▶ [The task] Copy every line of the entries below that contains the string "bell". Case counts, so copy only lines where the capitalization matches.

= = = = =

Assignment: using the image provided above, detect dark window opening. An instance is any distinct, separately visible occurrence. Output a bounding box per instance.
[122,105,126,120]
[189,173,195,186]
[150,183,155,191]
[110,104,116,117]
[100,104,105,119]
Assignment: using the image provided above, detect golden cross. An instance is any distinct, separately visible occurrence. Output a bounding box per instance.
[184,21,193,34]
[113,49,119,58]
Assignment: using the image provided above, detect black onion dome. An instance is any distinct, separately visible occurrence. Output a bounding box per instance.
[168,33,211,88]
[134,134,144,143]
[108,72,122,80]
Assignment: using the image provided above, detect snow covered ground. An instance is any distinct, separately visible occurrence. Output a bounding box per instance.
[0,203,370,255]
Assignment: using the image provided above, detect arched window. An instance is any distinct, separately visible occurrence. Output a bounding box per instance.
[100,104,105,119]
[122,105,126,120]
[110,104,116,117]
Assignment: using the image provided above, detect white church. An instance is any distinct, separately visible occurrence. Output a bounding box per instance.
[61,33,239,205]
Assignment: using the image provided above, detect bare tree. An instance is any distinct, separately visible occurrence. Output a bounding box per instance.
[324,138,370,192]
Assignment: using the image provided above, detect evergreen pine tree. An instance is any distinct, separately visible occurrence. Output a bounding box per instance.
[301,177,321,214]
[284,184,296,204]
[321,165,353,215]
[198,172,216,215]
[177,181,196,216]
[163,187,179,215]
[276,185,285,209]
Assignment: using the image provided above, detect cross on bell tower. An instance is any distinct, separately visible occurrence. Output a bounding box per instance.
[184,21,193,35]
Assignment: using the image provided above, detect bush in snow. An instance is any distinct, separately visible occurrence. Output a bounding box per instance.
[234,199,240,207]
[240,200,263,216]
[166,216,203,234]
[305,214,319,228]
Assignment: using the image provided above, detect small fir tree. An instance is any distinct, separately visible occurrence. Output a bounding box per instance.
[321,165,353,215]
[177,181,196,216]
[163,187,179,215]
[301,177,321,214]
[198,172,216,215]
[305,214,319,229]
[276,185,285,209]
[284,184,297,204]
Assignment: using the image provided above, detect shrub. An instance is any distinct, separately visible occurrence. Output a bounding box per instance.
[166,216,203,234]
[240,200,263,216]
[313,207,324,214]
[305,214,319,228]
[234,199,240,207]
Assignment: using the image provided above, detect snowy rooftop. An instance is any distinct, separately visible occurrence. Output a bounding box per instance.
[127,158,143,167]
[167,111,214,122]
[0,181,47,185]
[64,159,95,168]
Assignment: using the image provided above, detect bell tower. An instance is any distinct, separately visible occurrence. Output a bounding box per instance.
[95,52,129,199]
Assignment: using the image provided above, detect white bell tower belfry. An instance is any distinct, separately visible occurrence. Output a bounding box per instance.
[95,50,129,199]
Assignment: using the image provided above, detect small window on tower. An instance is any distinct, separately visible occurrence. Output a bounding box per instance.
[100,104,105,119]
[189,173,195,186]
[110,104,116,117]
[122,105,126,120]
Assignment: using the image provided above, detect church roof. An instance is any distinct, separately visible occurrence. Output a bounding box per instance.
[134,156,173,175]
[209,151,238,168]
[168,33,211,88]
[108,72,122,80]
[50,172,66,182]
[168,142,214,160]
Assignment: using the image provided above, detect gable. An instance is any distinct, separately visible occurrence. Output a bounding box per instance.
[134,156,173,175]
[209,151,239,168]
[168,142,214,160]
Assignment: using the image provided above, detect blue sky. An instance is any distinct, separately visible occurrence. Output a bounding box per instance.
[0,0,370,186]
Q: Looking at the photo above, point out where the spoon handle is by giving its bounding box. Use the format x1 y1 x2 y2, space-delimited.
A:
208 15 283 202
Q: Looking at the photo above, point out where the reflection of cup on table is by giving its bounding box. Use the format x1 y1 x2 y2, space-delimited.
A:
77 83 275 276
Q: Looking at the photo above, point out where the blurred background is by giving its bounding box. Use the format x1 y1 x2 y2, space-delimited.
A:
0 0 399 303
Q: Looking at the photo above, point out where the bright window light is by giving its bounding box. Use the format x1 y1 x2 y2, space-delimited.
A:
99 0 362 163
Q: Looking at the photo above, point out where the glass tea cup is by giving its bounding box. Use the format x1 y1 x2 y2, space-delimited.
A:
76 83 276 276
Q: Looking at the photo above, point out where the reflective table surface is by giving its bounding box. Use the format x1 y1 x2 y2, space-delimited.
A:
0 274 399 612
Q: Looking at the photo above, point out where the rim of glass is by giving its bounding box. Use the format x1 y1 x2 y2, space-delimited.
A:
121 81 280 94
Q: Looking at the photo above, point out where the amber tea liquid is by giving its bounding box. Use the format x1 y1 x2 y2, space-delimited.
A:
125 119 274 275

= = = = =

▶ [Answer to the exercise]
Assignment: using the image provided above, detect cross on bell tower. An instance is any distinct, separately visible occurrence. Output a bounding box per instance.
Assignment: using the image provided above, detect bell tower. An instance is any distinct, separately visible occurrence. Output a bounding box per instance.
Assignment: using the image provided above, detect white bell tower belfry. An instance is any distinct, separately visible occurrence. Output a bounding box per instance.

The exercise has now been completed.